▶ _Brief_
Identify each line in the records that contains the string "desk", and copy those lines. Matching is case-sensitive.

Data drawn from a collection
"""
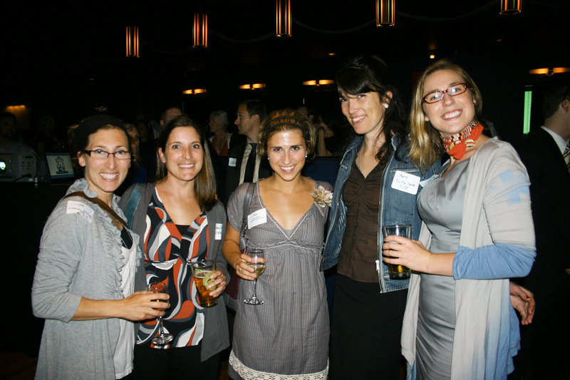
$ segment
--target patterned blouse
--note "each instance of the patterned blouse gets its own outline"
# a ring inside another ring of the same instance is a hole
[[[165,330],[174,335],[170,344],[155,346],[156,319],[140,324],[137,344],[156,349],[196,346],[204,334],[204,309],[197,301],[192,269],[187,263],[205,260],[208,254],[208,220],[202,212],[190,225],[177,225],[170,219],[155,190],[147,210],[145,267],[147,284],[165,282],[170,308],[162,317]]]

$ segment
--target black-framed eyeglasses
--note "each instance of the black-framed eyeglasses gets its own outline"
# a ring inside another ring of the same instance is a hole
[[[444,90],[443,91],[433,91],[432,93],[430,93],[423,98],[422,98],[423,103],[427,103],[428,104],[431,104],[432,103],[436,103],[440,101],[440,100],[443,99],[444,94],[447,94],[450,96],[455,96],[457,95],[461,95],[462,93],[465,93],[467,89],[467,83],[456,83],[450,87],[449,88]]]
[[[115,158],[118,160],[130,159],[130,152],[128,150],[120,150],[110,153],[102,149],[93,149],[91,150],[81,150],[81,152],[89,155],[91,158],[95,158],[95,160],[106,160],[109,158],[109,155],[114,155]]]

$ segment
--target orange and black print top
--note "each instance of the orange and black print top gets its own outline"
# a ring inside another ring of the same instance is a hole
[[[170,308],[162,318],[165,330],[174,335],[170,344],[154,346],[155,319],[140,324],[138,344],[156,349],[196,346],[204,334],[204,309],[197,302],[188,263],[205,260],[208,255],[208,220],[202,212],[190,225],[177,225],[170,219],[158,192],[147,209],[145,231],[145,269],[147,284],[165,282],[170,295]]]

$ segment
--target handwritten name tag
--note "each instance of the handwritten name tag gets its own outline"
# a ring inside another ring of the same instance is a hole
[[[87,219],[90,223],[93,220],[93,209],[82,202],[77,202],[76,200],[67,201],[66,214],[77,214]]]
[[[418,194],[420,185],[420,178],[409,173],[396,170],[394,180],[392,181],[392,188],[408,194]]]
[[[247,227],[253,228],[254,227],[262,225],[267,222],[267,211],[262,208],[254,212],[252,212],[247,215]]]

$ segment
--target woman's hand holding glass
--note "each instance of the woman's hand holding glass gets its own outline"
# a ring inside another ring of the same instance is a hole
[[[222,295],[222,292],[224,292],[226,286],[227,286],[226,276],[224,275],[221,270],[217,270],[209,278],[211,279],[215,279],[215,281],[208,286],[208,289],[214,289],[210,292],[209,295],[218,297]]]
[[[430,262],[432,254],[425,249],[421,242],[395,235],[385,237],[384,242],[382,245],[384,262],[404,265],[414,271],[430,273]]]
[[[267,262],[267,259],[260,257],[256,260],[253,257],[242,253],[234,265],[234,269],[236,269],[236,273],[239,277],[244,279],[253,281],[259,277],[259,275],[254,273],[255,269],[249,266],[248,263],[253,264],[254,262]]]

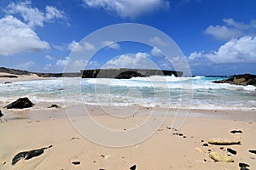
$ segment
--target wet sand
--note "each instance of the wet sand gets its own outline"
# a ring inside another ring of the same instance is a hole
[[[176,131],[169,128],[177,125],[173,124],[176,110],[61,106],[61,109],[40,106],[24,110],[1,109],[5,115],[0,123],[0,169],[124,170],[133,165],[136,169],[239,169],[240,162],[250,165],[249,169],[256,168],[256,155],[248,151],[256,150],[255,110],[191,110],[186,120],[176,117],[176,122],[184,121]],[[150,115],[152,110],[154,114],[168,111],[168,115]],[[95,128],[90,124],[90,116],[110,132],[119,132],[123,139]],[[154,122],[162,120],[160,127],[154,126]],[[144,131],[149,134],[148,138],[136,142],[136,138],[143,135],[137,131],[143,123],[153,128]],[[234,129],[242,133],[231,133]],[[91,138],[96,138],[97,141]],[[212,138],[240,140],[241,144],[213,145],[207,143]],[[108,147],[96,144],[98,141],[113,145],[116,142],[116,146],[128,141],[125,144],[131,145]],[[44,154],[11,165],[17,153],[49,145],[53,147]],[[236,155],[228,152],[228,148],[236,150]],[[211,151],[230,155],[234,162],[216,162],[209,157]]]

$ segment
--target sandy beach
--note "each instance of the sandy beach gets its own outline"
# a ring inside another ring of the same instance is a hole
[[[4,76],[16,76],[16,77],[4,77]],[[2,77],[1,77],[2,76]],[[16,75],[16,74],[9,74],[6,72],[0,72],[0,83],[4,83],[7,82],[20,82],[20,81],[31,81],[31,80],[45,80],[49,79],[49,77],[40,77],[36,74],[31,75]]]
[[[38,77],[22,76],[15,81],[34,79]],[[13,80],[1,78],[3,83]],[[0,103],[3,114],[0,169],[124,170],[135,165],[142,170],[240,169],[240,163],[248,164],[248,169],[256,168],[256,155],[249,152],[256,150],[254,110],[67,106],[61,102],[55,103],[61,108],[48,108],[49,104],[42,102],[23,110],[3,108],[9,102]],[[96,129],[90,120],[111,132],[119,132],[122,139]],[[137,129],[144,124],[148,125],[143,131],[148,135],[142,139],[144,134]],[[232,133],[232,130],[241,132]],[[241,144],[215,145],[209,144],[211,139],[240,141]],[[114,147],[116,141],[126,146],[117,142]],[[49,146],[52,147],[42,155],[21,158],[12,165],[18,153]],[[230,149],[236,155],[228,151]],[[214,161],[209,156],[213,152],[228,156],[233,162]]]
[[[116,118],[104,114],[99,106],[87,105],[86,108],[100,124],[124,132],[138,127],[148,118],[147,113],[153,109],[140,108],[131,116]],[[115,112],[133,108],[108,106],[108,109]],[[76,112],[75,116],[68,118],[66,110]],[[239,110],[190,110],[189,116],[177,132],[167,128],[173,122],[172,114],[176,112],[171,110],[171,116],[165,117],[164,123],[148,139],[119,148],[97,144],[76,130],[71,122],[78,122],[83,126],[86,122],[84,120],[89,119],[79,105],[66,109],[63,106],[61,109],[2,110],[5,116],[0,123],[1,169],[129,169],[133,165],[137,166],[136,169],[239,169],[241,162],[250,165],[250,169],[256,167],[256,155],[248,152],[256,149],[254,110],[243,111],[241,115]],[[159,108],[157,111],[164,110]],[[157,119],[162,116],[154,116],[148,122],[153,123]],[[242,133],[231,133],[234,129]],[[87,130],[94,132],[92,128]],[[129,140],[130,137],[125,138]],[[212,138],[241,140],[241,144],[207,144]],[[17,153],[49,145],[52,148],[45,150],[43,155],[11,165]],[[228,148],[236,150],[237,154],[229,153]],[[230,155],[234,162],[215,162],[209,157],[211,151]],[[79,163],[75,165],[75,162]]]

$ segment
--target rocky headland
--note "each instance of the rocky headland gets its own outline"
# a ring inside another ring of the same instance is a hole
[[[236,85],[253,85],[256,87],[256,75],[242,74],[234,75],[231,77],[224,80],[213,81],[215,83],[230,83]]]
[[[118,78],[130,79],[135,76],[182,76],[182,71],[153,70],[153,69],[94,69],[82,70],[82,78]]]

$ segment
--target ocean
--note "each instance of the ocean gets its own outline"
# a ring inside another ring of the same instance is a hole
[[[224,76],[152,76],[131,79],[49,78],[0,84],[0,103],[20,97],[34,104],[141,105],[145,107],[255,110],[253,86],[213,83]]]

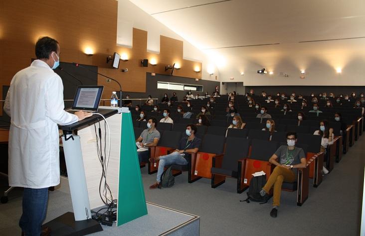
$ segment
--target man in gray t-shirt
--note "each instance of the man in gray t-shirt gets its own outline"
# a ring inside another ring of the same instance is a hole
[[[147,149],[146,151],[142,151],[140,149],[137,151],[138,155],[138,160],[140,163],[141,162],[147,162],[150,158],[148,156],[148,148],[150,147],[156,147],[159,142],[161,137],[160,132],[156,129],[157,121],[154,118],[148,120],[147,123],[148,129],[145,129],[141,134],[140,137],[136,140],[139,142],[141,148]]]
[[[287,134],[288,146],[280,146],[271,156],[269,162],[276,167],[271,174],[266,184],[260,192],[262,196],[269,193],[274,186],[273,209],[270,213],[272,217],[277,216],[277,208],[280,204],[281,186],[283,182],[293,183],[296,179],[299,168],[305,168],[307,160],[303,149],[295,147],[297,142],[297,133],[288,132]]]

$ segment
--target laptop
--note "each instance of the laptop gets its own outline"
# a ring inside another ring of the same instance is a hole
[[[72,107],[66,111],[74,114],[76,111],[84,111],[96,112],[103,94],[103,86],[79,86],[77,87]]]

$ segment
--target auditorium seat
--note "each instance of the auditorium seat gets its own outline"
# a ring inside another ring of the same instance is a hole
[[[244,138],[227,138],[224,155],[213,157],[212,160],[211,187],[216,188],[225,182],[226,177],[237,179],[237,192],[241,193],[245,189],[240,182],[243,168],[244,158],[247,156],[250,141]]]

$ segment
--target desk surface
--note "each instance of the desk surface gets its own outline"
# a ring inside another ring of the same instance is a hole
[[[98,113],[103,115],[106,118],[118,113],[117,109],[99,109]],[[69,125],[58,126],[58,128],[65,131],[72,131],[76,129],[81,129],[90,125],[93,125],[99,120],[103,120],[103,117],[99,115],[93,115],[92,116],[78,121]]]

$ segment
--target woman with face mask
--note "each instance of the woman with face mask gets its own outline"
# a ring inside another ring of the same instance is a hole
[[[240,116],[234,116],[232,120],[232,124],[228,126],[227,131],[225,132],[225,137],[227,137],[228,129],[243,129],[246,123],[242,122]]]
[[[154,108],[151,112],[153,112],[154,114],[155,114],[155,115],[157,115],[157,114],[161,112],[160,111],[160,107],[157,105],[155,105],[155,106],[154,106]]]
[[[169,101],[169,97],[168,97],[167,93],[165,93],[161,99],[161,102],[162,103],[167,103]]]
[[[355,104],[354,105],[354,108],[355,109],[361,109],[361,115],[364,116],[364,108],[363,103],[361,103],[361,101],[360,100],[357,100],[355,102]]]
[[[206,116],[210,116],[210,112],[209,112],[208,108],[206,106],[202,106],[200,109],[200,112],[196,115],[196,119],[199,118],[201,115],[205,115]]]
[[[145,111],[141,111],[140,113],[139,118],[137,118],[137,121],[146,121],[147,119],[147,115]]]
[[[205,125],[205,126],[209,126],[210,125],[210,122],[209,122],[209,119],[205,115],[201,115],[199,116],[199,119],[198,119],[198,123],[196,124],[197,126]]]
[[[303,112],[299,112],[298,113],[298,126],[300,126],[301,124],[302,123],[302,122],[305,120],[305,117],[304,116],[304,113]]]
[[[329,145],[333,143],[333,139],[335,138],[335,135],[333,133],[333,129],[330,128],[330,123],[326,120],[323,120],[320,122],[320,129],[315,131],[313,133],[315,135],[321,135],[322,137],[321,141],[321,152],[326,153],[326,149]],[[326,157],[325,155],[325,157]],[[327,163],[328,160],[324,160]],[[328,170],[326,168],[325,162],[323,163],[323,172],[324,174],[328,174]]]

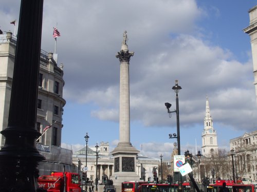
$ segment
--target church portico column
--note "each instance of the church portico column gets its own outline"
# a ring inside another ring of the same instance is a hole
[[[102,180],[102,178],[103,177],[103,166],[101,164],[100,165],[100,179]]]
[[[109,165],[107,165],[107,176],[108,176],[108,179],[109,179],[110,178],[109,166],[110,166]]]

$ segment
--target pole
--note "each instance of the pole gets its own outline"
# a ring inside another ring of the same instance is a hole
[[[162,156],[161,154],[161,157]],[[162,157],[161,157],[161,182],[163,181],[162,177]]]
[[[233,167],[233,180],[234,180],[234,183],[235,183],[235,169],[234,168],[234,154],[232,153],[231,156],[232,156],[232,165]]]
[[[86,141],[86,167],[87,167],[87,141]],[[86,181],[85,181],[85,185],[86,185],[86,191],[87,190],[87,170],[86,171]]]
[[[97,191],[98,191],[98,178],[97,177],[97,163],[98,163],[98,145],[97,143],[97,145],[96,145],[96,148],[97,150],[97,155],[96,155],[96,190]]]
[[[176,94],[176,114],[177,115],[177,151],[178,155],[180,155],[180,135],[179,133],[179,112],[178,107],[178,96],[177,93]],[[178,191],[182,191],[182,177],[181,173],[179,172],[178,175]]]
[[[235,157],[235,179],[237,181],[237,170],[236,168],[236,156]]]

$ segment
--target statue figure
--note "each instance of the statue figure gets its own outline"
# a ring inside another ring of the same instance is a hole
[[[126,41],[127,40],[127,31],[125,31],[123,33],[123,41],[122,41],[122,45],[126,45]]]

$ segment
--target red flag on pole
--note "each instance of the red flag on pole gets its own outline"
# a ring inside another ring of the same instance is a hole
[[[61,34],[58,31],[57,28],[53,28],[53,33],[52,34],[52,36],[53,38],[56,38],[57,37],[60,37],[61,36]]]
[[[13,20],[12,22],[11,22],[11,23],[10,23],[11,24],[13,24],[15,26],[15,22],[16,22],[16,20]]]
[[[46,131],[47,131],[49,128],[51,128],[52,126],[52,125],[55,123],[57,121],[57,120],[56,120],[56,121],[54,121],[53,122],[53,123],[51,124],[50,124],[48,126],[46,126],[44,129],[44,130],[43,130],[43,133],[44,133]]]

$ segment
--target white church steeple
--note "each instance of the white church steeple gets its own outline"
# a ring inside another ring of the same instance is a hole
[[[203,155],[210,157],[213,153],[217,153],[217,134],[213,129],[212,118],[210,112],[208,97],[206,96],[206,107],[204,119],[204,129],[201,134]]]

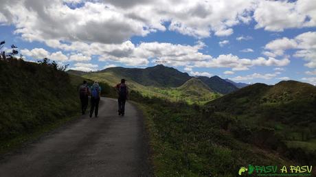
"""
▶ _Written response_
--target desk surface
--note "each instance of the desk surface gets its own outline"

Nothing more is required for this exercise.